Compute how many lines in the records below contain the string "grass" and give that number without other output.
-- Task material follows --
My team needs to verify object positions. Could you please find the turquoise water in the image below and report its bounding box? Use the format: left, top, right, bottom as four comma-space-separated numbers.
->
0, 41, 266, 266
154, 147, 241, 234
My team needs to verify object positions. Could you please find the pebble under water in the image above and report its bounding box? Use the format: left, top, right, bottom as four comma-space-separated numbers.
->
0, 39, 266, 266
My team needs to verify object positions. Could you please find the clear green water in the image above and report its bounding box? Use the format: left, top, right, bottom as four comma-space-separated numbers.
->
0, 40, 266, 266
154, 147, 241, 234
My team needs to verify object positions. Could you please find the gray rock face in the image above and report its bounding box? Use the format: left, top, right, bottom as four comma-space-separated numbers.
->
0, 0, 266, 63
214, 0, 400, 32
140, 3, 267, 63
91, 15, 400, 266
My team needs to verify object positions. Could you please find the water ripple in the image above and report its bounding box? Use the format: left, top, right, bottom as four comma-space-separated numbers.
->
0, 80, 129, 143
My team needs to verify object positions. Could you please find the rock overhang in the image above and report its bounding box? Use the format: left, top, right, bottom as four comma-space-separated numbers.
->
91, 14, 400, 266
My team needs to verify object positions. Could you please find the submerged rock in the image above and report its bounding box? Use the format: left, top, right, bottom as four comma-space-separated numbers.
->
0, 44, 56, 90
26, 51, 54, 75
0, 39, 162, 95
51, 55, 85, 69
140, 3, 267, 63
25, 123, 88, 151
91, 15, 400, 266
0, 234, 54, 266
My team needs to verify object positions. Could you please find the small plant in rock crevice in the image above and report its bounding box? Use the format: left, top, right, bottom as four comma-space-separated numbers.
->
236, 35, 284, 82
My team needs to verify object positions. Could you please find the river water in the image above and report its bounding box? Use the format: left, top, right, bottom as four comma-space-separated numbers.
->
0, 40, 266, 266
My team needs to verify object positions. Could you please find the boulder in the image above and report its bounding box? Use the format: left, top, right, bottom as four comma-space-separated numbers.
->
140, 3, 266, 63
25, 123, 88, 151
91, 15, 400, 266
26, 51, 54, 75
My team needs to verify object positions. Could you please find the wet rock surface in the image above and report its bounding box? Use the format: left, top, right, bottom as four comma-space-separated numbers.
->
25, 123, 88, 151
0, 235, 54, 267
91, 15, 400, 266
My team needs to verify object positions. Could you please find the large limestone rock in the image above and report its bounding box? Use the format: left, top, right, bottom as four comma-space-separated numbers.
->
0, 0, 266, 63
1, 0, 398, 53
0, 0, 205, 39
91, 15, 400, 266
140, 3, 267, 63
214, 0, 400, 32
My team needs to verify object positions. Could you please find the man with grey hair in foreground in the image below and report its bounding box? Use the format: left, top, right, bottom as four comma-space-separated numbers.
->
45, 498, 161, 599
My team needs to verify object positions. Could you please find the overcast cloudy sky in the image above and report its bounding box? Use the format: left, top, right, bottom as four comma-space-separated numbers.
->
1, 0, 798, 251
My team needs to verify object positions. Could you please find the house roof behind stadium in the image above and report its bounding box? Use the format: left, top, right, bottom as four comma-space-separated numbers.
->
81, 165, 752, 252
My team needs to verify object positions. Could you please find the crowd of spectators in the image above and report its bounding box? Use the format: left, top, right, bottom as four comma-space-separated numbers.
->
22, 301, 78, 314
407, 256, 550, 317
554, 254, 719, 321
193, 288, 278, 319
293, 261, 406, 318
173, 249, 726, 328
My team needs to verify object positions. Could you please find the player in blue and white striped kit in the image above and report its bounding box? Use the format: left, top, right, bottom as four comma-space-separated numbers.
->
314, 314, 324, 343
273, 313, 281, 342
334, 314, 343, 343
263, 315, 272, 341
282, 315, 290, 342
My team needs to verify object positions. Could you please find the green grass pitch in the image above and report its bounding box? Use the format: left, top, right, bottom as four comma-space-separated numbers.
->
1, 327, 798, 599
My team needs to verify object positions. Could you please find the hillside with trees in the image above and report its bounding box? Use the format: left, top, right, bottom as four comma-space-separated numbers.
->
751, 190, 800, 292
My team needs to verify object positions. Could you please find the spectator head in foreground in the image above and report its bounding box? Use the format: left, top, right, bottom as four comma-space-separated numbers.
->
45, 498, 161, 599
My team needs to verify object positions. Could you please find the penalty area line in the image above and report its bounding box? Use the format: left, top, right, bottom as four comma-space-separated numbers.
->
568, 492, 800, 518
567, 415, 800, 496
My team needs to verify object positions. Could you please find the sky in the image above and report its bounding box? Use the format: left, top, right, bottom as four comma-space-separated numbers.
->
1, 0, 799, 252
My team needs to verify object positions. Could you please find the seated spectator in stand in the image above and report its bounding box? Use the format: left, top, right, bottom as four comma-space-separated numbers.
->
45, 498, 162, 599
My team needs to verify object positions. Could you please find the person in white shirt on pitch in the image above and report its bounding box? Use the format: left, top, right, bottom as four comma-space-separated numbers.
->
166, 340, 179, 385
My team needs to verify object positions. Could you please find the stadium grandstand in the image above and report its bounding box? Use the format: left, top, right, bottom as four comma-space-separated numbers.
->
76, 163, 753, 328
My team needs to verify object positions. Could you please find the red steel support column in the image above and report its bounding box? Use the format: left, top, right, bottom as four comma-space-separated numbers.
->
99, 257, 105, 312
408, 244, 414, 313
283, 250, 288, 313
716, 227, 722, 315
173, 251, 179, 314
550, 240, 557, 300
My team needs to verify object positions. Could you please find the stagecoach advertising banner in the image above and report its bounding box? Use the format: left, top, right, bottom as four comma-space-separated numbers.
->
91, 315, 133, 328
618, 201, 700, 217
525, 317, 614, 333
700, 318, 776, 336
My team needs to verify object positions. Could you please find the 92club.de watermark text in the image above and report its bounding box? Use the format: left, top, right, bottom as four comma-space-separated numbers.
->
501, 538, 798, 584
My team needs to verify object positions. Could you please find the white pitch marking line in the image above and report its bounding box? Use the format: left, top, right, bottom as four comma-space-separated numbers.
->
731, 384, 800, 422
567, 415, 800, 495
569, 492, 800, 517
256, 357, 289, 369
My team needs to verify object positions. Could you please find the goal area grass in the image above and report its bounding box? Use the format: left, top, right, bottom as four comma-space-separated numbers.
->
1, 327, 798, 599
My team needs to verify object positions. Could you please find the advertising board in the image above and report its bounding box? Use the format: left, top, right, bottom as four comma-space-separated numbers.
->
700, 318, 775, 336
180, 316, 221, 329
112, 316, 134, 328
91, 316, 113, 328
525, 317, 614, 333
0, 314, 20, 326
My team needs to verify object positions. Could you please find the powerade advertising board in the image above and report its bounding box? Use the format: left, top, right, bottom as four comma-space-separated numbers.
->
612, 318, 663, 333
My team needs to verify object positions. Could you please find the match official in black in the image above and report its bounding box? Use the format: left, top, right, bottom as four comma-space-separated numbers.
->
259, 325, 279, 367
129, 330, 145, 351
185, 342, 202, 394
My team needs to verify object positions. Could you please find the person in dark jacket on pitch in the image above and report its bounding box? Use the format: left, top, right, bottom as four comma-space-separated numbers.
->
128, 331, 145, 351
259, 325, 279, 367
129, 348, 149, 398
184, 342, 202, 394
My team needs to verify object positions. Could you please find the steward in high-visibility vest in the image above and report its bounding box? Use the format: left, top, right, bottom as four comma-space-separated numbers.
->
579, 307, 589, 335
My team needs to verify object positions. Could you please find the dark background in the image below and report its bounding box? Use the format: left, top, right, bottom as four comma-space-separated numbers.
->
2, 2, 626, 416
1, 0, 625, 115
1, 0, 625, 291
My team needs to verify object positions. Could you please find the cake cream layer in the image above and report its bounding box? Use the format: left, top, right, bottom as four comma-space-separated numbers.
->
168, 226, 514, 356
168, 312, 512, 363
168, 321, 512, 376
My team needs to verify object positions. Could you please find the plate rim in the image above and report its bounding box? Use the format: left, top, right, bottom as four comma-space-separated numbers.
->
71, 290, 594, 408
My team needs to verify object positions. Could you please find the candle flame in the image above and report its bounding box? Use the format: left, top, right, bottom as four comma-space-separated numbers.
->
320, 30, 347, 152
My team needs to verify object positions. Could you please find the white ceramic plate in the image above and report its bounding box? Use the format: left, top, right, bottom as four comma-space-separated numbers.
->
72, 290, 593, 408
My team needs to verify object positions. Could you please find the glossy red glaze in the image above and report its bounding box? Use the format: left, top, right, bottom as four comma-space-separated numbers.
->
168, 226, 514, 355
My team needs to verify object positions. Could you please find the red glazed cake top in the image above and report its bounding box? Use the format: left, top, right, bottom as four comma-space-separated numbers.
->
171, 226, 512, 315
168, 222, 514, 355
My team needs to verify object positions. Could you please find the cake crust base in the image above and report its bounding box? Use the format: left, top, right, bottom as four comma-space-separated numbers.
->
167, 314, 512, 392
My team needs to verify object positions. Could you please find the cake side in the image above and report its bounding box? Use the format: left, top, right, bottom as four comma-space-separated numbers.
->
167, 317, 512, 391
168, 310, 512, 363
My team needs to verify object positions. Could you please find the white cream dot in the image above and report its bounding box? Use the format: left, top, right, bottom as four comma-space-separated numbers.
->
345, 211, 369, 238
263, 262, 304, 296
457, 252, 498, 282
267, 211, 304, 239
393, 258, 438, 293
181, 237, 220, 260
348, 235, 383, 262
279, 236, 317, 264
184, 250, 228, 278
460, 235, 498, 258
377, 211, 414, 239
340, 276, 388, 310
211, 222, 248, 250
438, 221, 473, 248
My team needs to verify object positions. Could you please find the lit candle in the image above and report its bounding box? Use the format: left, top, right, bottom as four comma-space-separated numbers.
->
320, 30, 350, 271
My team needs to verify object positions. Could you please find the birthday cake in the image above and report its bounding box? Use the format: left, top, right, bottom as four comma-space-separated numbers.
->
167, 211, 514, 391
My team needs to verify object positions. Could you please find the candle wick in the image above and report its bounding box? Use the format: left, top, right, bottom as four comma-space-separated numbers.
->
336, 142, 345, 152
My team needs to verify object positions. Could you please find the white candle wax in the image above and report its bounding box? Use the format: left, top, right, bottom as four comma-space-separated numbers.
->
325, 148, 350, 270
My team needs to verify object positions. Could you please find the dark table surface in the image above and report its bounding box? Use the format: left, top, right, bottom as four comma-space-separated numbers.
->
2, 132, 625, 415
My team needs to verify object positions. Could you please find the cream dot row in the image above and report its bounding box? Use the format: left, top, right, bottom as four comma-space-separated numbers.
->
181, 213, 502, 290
-- Task material concluded --
Answer space: 2